(Given records begins)

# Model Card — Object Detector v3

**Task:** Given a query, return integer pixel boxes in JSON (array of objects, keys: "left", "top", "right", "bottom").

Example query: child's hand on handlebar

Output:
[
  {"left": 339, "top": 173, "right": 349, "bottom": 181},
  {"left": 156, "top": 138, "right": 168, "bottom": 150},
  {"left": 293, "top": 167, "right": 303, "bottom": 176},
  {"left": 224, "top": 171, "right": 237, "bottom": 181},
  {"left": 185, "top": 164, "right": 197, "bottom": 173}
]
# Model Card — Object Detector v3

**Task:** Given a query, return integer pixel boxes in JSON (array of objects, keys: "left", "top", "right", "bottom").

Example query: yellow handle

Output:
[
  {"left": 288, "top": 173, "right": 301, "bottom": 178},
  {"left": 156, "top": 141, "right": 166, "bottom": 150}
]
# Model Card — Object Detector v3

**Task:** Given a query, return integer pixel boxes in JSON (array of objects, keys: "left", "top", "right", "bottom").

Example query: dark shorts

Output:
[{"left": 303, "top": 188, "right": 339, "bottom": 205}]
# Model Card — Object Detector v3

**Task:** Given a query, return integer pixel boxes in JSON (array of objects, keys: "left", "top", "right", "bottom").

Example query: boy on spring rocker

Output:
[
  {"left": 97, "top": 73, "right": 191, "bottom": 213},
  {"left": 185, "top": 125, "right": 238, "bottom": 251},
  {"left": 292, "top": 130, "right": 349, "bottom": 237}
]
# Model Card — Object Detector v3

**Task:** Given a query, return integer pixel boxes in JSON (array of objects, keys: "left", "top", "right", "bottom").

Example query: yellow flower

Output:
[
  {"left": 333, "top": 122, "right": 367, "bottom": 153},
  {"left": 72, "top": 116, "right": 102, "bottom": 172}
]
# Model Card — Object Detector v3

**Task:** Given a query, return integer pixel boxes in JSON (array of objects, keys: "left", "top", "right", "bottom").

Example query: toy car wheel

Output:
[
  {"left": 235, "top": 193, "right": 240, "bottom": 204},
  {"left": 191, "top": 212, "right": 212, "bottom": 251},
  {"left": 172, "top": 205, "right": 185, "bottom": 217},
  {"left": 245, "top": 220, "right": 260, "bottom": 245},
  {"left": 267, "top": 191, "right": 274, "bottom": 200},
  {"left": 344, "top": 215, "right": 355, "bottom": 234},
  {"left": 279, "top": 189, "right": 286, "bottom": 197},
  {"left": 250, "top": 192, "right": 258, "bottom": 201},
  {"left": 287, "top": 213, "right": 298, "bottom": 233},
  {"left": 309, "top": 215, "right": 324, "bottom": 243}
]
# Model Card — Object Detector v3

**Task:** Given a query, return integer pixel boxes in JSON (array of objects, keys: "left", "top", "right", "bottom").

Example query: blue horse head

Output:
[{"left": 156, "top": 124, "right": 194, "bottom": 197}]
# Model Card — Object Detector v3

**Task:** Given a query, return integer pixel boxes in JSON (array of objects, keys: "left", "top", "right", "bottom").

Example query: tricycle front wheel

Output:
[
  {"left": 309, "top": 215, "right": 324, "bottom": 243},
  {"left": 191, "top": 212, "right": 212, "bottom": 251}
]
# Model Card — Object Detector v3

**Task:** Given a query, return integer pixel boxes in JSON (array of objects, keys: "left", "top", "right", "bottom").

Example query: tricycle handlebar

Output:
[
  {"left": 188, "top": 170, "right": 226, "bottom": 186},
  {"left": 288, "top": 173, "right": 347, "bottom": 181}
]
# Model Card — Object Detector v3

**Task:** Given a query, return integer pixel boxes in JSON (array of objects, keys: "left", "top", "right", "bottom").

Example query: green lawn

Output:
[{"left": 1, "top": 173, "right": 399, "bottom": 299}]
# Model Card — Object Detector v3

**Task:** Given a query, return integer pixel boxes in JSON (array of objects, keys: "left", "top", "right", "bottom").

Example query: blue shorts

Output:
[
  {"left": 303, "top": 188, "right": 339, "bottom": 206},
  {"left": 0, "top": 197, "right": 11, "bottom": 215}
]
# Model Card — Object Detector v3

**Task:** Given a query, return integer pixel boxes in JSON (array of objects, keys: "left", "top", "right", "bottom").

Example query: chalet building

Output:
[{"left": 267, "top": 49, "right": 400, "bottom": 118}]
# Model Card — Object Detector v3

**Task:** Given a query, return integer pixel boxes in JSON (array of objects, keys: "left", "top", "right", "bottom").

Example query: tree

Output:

(Given records ends)

▸ Exercise directions:
If a line in the records contains "wheel", report it.

▸ Result:
Example query: toy car wheel
Example query: tricycle front wheel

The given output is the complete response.